(Items listed in a dataset)
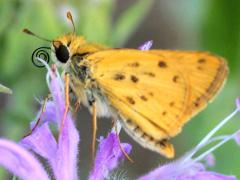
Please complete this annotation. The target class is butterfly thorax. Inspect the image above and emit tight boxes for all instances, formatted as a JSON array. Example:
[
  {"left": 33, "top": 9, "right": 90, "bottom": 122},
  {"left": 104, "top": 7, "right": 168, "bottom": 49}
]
[{"left": 53, "top": 35, "right": 109, "bottom": 116}]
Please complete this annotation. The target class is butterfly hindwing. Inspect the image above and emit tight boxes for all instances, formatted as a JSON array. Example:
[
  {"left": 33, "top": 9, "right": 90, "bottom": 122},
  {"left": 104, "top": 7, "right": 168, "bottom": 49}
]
[{"left": 88, "top": 49, "right": 227, "bottom": 157}]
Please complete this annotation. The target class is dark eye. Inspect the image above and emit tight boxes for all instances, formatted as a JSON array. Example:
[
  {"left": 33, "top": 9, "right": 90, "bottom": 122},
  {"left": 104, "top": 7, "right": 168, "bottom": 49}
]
[{"left": 55, "top": 44, "right": 69, "bottom": 63}]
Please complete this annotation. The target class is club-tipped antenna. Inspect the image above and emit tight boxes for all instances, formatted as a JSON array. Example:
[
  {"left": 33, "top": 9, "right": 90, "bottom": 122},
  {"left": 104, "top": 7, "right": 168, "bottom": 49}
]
[
  {"left": 67, "top": 11, "right": 76, "bottom": 34},
  {"left": 23, "top": 28, "right": 53, "bottom": 42}
]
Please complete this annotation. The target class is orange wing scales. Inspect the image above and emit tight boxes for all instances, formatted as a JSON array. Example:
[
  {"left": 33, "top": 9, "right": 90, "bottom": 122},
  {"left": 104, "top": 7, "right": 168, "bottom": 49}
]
[{"left": 87, "top": 49, "right": 228, "bottom": 157}]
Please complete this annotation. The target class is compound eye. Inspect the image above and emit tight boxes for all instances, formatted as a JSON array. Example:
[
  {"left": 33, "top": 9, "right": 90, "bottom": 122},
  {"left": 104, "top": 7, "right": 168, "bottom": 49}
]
[{"left": 55, "top": 44, "right": 69, "bottom": 63}]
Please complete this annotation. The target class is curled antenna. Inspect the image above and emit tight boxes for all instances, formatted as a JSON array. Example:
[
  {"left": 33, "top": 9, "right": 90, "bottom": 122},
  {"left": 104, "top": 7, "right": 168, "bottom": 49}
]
[
  {"left": 67, "top": 11, "right": 76, "bottom": 34},
  {"left": 22, "top": 28, "right": 53, "bottom": 42}
]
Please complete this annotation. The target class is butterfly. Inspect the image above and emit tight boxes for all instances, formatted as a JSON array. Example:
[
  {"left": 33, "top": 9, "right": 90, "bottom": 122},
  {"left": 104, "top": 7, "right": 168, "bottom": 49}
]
[{"left": 25, "top": 12, "right": 228, "bottom": 158}]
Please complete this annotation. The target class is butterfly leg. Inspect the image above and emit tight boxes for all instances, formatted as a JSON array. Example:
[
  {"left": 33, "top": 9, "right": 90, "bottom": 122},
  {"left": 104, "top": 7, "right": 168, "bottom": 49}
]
[
  {"left": 59, "top": 73, "right": 70, "bottom": 141},
  {"left": 23, "top": 94, "right": 51, "bottom": 138},
  {"left": 112, "top": 119, "right": 134, "bottom": 163},
  {"left": 91, "top": 102, "right": 97, "bottom": 165}
]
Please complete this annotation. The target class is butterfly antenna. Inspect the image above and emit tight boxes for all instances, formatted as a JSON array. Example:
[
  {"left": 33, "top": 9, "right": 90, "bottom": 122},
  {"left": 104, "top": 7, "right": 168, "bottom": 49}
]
[
  {"left": 22, "top": 28, "right": 53, "bottom": 42},
  {"left": 67, "top": 11, "right": 76, "bottom": 34}
]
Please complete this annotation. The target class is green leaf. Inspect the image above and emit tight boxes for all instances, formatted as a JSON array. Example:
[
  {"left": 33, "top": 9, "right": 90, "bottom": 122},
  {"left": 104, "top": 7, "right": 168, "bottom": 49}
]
[
  {"left": 0, "top": 84, "right": 12, "bottom": 94},
  {"left": 79, "top": 0, "right": 115, "bottom": 44},
  {"left": 110, "top": 0, "right": 154, "bottom": 46},
  {"left": 201, "top": 0, "right": 240, "bottom": 75}
]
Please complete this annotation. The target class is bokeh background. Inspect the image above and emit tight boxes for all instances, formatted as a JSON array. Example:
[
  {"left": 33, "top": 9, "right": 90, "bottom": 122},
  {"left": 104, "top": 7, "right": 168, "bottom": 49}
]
[{"left": 0, "top": 0, "right": 240, "bottom": 179}]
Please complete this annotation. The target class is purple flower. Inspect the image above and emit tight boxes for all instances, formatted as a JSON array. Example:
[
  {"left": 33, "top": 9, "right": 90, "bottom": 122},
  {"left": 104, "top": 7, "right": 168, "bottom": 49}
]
[
  {"left": 0, "top": 62, "right": 131, "bottom": 180},
  {"left": 138, "top": 40, "right": 153, "bottom": 51},
  {"left": 89, "top": 133, "right": 131, "bottom": 180},
  {"left": 139, "top": 99, "right": 240, "bottom": 180}
]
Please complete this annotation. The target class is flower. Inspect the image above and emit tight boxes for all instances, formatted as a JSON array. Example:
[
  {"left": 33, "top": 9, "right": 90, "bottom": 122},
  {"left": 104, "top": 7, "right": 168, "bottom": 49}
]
[
  {"left": 0, "top": 62, "right": 131, "bottom": 180},
  {"left": 0, "top": 45, "right": 240, "bottom": 180},
  {"left": 89, "top": 132, "right": 131, "bottom": 180},
  {"left": 139, "top": 98, "right": 240, "bottom": 180},
  {"left": 138, "top": 40, "right": 153, "bottom": 51}
]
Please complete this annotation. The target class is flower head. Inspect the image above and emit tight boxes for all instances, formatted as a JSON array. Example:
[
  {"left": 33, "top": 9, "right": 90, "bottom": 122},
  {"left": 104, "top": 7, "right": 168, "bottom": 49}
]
[
  {"left": 0, "top": 62, "right": 131, "bottom": 180},
  {"left": 139, "top": 99, "right": 240, "bottom": 180}
]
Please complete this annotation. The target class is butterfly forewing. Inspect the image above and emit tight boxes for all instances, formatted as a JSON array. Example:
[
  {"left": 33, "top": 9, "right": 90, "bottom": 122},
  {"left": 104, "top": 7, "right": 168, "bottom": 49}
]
[{"left": 87, "top": 49, "right": 227, "bottom": 157}]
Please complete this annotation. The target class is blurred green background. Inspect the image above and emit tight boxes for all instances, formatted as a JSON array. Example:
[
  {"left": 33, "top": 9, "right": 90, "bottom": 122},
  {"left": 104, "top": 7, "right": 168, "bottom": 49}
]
[{"left": 0, "top": 0, "right": 240, "bottom": 179}]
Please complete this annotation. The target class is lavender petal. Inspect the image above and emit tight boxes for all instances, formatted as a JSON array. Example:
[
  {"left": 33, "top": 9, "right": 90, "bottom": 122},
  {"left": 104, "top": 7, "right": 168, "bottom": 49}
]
[
  {"left": 20, "top": 123, "right": 57, "bottom": 165},
  {"left": 53, "top": 115, "right": 79, "bottom": 180},
  {"left": 89, "top": 133, "right": 132, "bottom": 180},
  {"left": 236, "top": 97, "right": 240, "bottom": 111},
  {"left": 0, "top": 139, "right": 49, "bottom": 180},
  {"left": 138, "top": 40, "right": 153, "bottom": 51},
  {"left": 179, "top": 171, "right": 237, "bottom": 180}
]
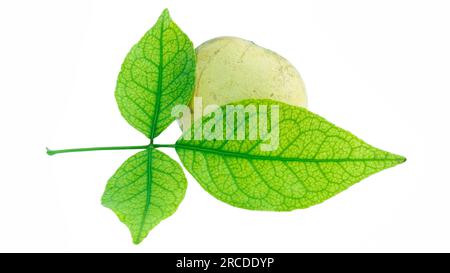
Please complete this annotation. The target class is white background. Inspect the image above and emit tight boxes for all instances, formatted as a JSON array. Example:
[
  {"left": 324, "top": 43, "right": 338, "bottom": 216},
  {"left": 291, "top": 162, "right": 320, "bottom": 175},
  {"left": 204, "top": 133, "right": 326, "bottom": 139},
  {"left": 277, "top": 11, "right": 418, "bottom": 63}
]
[{"left": 0, "top": 0, "right": 450, "bottom": 252}]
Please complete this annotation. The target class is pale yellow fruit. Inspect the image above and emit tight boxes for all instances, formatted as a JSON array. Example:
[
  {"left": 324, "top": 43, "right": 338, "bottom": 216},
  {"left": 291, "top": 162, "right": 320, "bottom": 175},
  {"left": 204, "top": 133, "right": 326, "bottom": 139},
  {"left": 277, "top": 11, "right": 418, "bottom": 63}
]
[{"left": 190, "top": 37, "right": 307, "bottom": 111}]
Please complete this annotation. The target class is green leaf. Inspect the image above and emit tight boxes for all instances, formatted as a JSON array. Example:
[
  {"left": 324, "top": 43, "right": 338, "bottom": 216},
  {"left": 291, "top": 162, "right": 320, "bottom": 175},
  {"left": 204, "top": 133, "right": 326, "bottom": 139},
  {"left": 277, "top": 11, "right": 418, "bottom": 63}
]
[
  {"left": 175, "top": 100, "right": 405, "bottom": 211},
  {"left": 102, "top": 148, "right": 187, "bottom": 244},
  {"left": 115, "top": 9, "right": 195, "bottom": 139}
]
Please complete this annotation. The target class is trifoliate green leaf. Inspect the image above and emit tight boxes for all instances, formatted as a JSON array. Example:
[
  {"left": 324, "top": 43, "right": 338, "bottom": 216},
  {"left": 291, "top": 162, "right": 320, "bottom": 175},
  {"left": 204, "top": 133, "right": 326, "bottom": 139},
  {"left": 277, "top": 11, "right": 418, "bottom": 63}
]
[
  {"left": 115, "top": 9, "right": 195, "bottom": 139},
  {"left": 102, "top": 148, "right": 187, "bottom": 244},
  {"left": 176, "top": 100, "right": 405, "bottom": 211}
]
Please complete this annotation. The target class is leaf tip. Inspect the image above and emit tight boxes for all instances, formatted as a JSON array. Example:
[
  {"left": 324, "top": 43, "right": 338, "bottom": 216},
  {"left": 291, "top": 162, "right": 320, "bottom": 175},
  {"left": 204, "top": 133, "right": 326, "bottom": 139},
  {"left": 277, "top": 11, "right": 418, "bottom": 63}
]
[
  {"left": 160, "top": 8, "right": 170, "bottom": 18},
  {"left": 45, "top": 147, "right": 55, "bottom": 156}
]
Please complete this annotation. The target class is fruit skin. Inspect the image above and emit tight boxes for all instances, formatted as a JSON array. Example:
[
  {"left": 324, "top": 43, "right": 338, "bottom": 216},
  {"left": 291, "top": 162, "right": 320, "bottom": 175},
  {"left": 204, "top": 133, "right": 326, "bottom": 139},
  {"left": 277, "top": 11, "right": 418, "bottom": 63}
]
[{"left": 189, "top": 37, "right": 307, "bottom": 114}]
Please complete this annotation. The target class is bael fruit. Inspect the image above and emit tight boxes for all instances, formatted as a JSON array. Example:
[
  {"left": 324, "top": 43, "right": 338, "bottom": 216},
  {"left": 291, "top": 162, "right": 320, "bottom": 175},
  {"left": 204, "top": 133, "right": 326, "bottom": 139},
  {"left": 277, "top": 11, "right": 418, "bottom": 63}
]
[{"left": 190, "top": 37, "right": 307, "bottom": 114}]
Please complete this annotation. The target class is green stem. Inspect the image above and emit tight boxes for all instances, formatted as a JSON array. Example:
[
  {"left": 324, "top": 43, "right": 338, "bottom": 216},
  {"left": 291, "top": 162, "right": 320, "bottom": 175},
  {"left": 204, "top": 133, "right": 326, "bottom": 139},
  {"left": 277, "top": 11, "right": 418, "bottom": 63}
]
[
  {"left": 152, "top": 144, "right": 176, "bottom": 148},
  {"left": 47, "top": 145, "right": 150, "bottom": 155}
]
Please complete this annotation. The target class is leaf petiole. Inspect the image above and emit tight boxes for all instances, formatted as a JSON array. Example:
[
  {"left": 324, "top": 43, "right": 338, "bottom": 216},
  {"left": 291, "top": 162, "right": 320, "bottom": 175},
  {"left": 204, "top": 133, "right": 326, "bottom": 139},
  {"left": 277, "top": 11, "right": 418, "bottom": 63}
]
[{"left": 47, "top": 145, "right": 150, "bottom": 155}]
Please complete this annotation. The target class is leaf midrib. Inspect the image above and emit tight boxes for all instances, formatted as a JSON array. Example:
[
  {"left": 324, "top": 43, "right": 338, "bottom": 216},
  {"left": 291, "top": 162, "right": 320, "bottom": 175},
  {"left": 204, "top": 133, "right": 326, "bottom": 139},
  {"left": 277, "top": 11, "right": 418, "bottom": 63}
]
[
  {"left": 137, "top": 149, "right": 153, "bottom": 241},
  {"left": 175, "top": 143, "right": 405, "bottom": 163},
  {"left": 150, "top": 13, "right": 166, "bottom": 139}
]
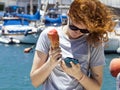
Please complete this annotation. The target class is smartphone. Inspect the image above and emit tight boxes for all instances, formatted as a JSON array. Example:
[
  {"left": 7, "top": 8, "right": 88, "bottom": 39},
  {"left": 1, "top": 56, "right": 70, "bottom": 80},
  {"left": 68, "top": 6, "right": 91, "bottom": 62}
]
[{"left": 64, "top": 57, "right": 79, "bottom": 67}]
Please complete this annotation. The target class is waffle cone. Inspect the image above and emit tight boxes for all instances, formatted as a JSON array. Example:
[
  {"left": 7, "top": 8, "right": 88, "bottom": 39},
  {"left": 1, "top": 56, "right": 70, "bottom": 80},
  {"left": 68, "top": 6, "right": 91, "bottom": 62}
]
[{"left": 48, "top": 29, "right": 59, "bottom": 49}]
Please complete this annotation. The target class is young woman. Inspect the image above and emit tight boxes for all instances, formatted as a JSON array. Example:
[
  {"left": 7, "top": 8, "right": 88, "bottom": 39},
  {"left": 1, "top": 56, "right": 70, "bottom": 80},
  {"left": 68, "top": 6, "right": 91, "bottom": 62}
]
[{"left": 30, "top": 0, "right": 115, "bottom": 90}]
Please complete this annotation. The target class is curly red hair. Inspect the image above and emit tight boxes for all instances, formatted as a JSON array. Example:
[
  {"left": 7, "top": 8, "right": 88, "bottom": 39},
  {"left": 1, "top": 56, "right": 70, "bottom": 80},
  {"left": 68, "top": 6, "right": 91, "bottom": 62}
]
[{"left": 68, "top": 0, "right": 115, "bottom": 46}]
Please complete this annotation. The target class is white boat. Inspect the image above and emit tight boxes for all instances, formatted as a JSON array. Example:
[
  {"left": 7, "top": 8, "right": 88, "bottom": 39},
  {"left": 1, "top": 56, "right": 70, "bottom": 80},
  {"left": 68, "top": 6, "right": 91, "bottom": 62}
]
[
  {"left": 105, "top": 20, "right": 120, "bottom": 53},
  {"left": 0, "top": 12, "right": 41, "bottom": 44}
]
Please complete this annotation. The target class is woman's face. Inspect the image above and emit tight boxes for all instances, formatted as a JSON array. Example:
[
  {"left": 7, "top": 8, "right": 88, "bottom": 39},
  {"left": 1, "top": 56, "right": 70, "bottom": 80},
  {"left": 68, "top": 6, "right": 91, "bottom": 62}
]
[{"left": 67, "top": 19, "right": 89, "bottom": 39}]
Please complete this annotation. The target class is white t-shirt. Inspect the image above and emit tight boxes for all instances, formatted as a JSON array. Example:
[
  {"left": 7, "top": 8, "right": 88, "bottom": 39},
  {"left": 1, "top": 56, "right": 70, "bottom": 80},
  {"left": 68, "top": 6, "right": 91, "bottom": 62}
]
[{"left": 36, "top": 27, "right": 105, "bottom": 90}]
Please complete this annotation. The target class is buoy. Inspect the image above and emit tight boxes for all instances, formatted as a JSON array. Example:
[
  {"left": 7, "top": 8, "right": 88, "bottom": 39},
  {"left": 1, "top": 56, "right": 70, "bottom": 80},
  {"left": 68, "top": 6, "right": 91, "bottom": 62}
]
[
  {"left": 109, "top": 58, "right": 120, "bottom": 77},
  {"left": 24, "top": 45, "right": 34, "bottom": 53}
]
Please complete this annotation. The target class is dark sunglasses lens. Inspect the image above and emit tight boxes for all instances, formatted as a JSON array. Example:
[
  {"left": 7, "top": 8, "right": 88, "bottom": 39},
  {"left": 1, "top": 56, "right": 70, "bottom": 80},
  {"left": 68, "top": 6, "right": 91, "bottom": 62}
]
[
  {"left": 69, "top": 25, "right": 79, "bottom": 31},
  {"left": 79, "top": 29, "right": 89, "bottom": 33},
  {"left": 69, "top": 25, "right": 89, "bottom": 33}
]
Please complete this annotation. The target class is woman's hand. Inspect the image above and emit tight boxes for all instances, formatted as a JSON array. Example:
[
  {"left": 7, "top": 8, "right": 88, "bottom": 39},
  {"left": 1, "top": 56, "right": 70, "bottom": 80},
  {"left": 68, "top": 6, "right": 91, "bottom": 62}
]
[
  {"left": 49, "top": 48, "right": 62, "bottom": 67},
  {"left": 61, "top": 60, "right": 83, "bottom": 80}
]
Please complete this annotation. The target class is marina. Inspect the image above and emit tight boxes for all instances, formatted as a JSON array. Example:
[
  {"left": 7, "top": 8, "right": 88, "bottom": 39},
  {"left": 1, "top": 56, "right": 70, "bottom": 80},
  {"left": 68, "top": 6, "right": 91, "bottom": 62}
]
[
  {"left": 0, "top": 0, "right": 120, "bottom": 90},
  {"left": 0, "top": 43, "right": 120, "bottom": 90}
]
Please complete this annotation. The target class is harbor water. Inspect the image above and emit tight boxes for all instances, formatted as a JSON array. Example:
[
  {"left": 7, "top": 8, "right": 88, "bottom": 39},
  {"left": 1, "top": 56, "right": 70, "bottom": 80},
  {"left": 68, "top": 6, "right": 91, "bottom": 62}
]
[{"left": 0, "top": 43, "right": 119, "bottom": 90}]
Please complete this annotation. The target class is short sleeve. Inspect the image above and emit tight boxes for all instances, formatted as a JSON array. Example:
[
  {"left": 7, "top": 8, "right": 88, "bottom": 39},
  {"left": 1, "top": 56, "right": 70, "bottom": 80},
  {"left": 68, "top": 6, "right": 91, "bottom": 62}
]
[
  {"left": 90, "top": 45, "right": 105, "bottom": 67},
  {"left": 35, "top": 27, "right": 52, "bottom": 54}
]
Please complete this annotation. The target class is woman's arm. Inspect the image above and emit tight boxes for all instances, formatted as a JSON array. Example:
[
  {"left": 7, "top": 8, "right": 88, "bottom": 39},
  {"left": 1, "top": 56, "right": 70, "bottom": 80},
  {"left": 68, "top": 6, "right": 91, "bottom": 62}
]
[
  {"left": 30, "top": 49, "right": 61, "bottom": 87},
  {"left": 79, "top": 66, "right": 103, "bottom": 90},
  {"left": 62, "top": 61, "right": 103, "bottom": 90}
]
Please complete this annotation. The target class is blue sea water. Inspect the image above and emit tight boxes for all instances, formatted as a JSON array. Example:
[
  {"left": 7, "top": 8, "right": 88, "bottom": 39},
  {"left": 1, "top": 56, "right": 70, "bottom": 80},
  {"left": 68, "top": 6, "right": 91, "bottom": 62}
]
[{"left": 0, "top": 43, "right": 119, "bottom": 90}]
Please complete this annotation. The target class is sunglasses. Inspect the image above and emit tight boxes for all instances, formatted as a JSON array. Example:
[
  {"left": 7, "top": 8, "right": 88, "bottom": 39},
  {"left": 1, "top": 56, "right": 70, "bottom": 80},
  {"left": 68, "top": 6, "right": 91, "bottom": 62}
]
[{"left": 69, "top": 22, "right": 90, "bottom": 33}]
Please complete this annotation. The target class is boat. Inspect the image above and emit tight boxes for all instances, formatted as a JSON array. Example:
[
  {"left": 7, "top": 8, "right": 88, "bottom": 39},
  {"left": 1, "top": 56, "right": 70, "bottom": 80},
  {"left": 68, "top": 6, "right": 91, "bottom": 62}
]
[
  {"left": 0, "top": 14, "right": 40, "bottom": 44},
  {"left": 105, "top": 19, "right": 120, "bottom": 53}
]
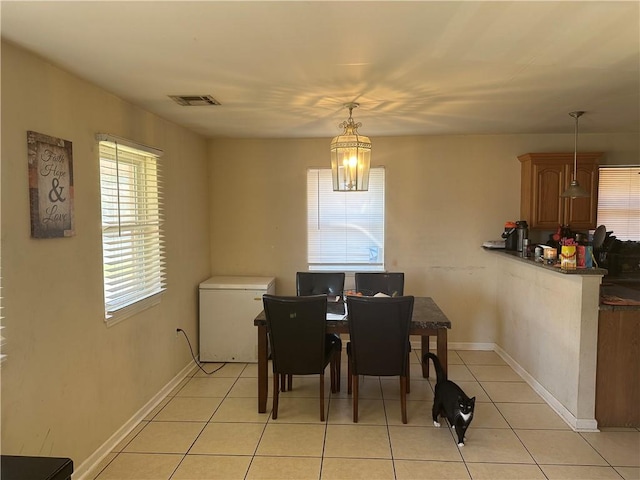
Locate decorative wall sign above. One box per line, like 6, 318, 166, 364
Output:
27, 132, 75, 238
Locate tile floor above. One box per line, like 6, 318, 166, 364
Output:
87, 351, 640, 480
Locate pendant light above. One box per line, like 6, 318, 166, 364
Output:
331, 102, 371, 192
560, 112, 590, 198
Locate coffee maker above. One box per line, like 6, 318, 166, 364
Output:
502, 222, 518, 252
516, 220, 529, 252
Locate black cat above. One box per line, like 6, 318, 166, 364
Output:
422, 352, 476, 447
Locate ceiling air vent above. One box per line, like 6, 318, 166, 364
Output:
169, 95, 220, 107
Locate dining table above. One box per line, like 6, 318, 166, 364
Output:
253, 297, 451, 413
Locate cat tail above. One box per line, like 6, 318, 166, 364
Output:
422, 352, 447, 383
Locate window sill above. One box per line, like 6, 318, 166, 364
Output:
104, 292, 163, 328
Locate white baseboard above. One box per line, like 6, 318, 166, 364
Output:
411, 340, 495, 353
494, 345, 600, 432
411, 341, 600, 432
73, 361, 196, 480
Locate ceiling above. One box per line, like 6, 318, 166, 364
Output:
0, 1, 640, 138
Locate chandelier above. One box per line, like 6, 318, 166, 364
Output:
331, 102, 371, 192
560, 112, 590, 198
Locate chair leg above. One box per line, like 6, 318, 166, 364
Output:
350, 375, 358, 423
320, 373, 324, 422
407, 352, 411, 393
329, 352, 338, 393
271, 372, 280, 420
400, 376, 407, 423
333, 349, 342, 393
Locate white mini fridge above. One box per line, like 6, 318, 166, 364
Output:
200, 276, 276, 363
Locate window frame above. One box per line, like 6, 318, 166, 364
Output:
96, 134, 166, 326
596, 165, 640, 241
307, 167, 386, 273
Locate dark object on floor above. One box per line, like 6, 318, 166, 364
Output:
0, 455, 73, 480
422, 352, 476, 447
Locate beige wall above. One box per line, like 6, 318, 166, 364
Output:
0, 43, 210, 467
210, 132, 639, 344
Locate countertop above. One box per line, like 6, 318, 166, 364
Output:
485, 249, 640, 310
600, 280, 640, 310
485, 248, 608, 276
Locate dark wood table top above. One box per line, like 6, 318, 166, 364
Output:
253, 297, 451, 329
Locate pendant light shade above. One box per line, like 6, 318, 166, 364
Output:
331, 103, 371, 192
560, 112, 590, 198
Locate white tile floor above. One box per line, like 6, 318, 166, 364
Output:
90, 351, 640, 480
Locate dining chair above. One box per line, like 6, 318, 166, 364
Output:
296, 272, 345, 392
262, 295, 337, 421
355, 272, 404, 297
347, 296, 414, 423
347, 272, 411, 393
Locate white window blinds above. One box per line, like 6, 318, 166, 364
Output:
598, 167, 640, 241
98, 135, 165, 322
307, 167, 385, 271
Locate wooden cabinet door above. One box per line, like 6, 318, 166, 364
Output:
530, 163, 566, 230
563, 164, 598, 230
518, 152, 602, 230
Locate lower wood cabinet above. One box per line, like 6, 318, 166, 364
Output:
596, 308, 640, 427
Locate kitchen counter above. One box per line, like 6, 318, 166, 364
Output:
485, 248, 608, 276
600, 280, 640, 310
487, 251, 606, 431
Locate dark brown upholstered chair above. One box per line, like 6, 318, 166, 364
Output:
296, 272, 344, 392
355, 272, 404, 297
347, 272, 411, 393
262, 295, 337, 421
347, 296, 413, 423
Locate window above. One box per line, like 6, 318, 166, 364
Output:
307, 167, 385, 271
598, 167, 640, 241
97, 134, 165, 324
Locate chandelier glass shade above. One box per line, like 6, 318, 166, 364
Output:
331, 103, 371, 192
560, 112, 590, 198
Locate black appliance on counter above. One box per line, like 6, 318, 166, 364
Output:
502, 222, 518, 252
516, 220, 529, 252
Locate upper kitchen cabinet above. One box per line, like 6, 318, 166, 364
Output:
518, 152, 602, 230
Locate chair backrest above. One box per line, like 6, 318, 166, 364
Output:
262, 295, 327, 375
296, 272, 344, 296
355, 272, 404, 297
347, 296, 413, 376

TASK STATEMENT:
Edit the part that opens with the line containing "Locate window above." and runs through the end of the items, replacing "Locate" with "Find" and leaving everything else unchanged.

FULL OUTPUT:
Find window above. One box per line, like 6, 318, 166, 364
Output:
307, 167, 385, 271
598, 167, 640, 241
97, 134, 165, 324
Find chandelier glass shade above. One box per line, like 6, 318, 166, 364
Output:
331, 103, 371, 192
560, 112, 590, 198
Find black appliance on counter above. One box per line, like 6, 318, 166, 364
Output:
502, 222, 518, 252
516, 220, 529, 252
Find upper kitchen cabinet above. One box per line, like 6, 318, 166, 364
Output:
518, 152, 602, 230
Find chair backrest above. One box per line, like 6, 318, 166, 364
Output:
262, 295, 327, 375
296, 272, 344, 296
355, 272, 404, 297
347, 296, 413, 376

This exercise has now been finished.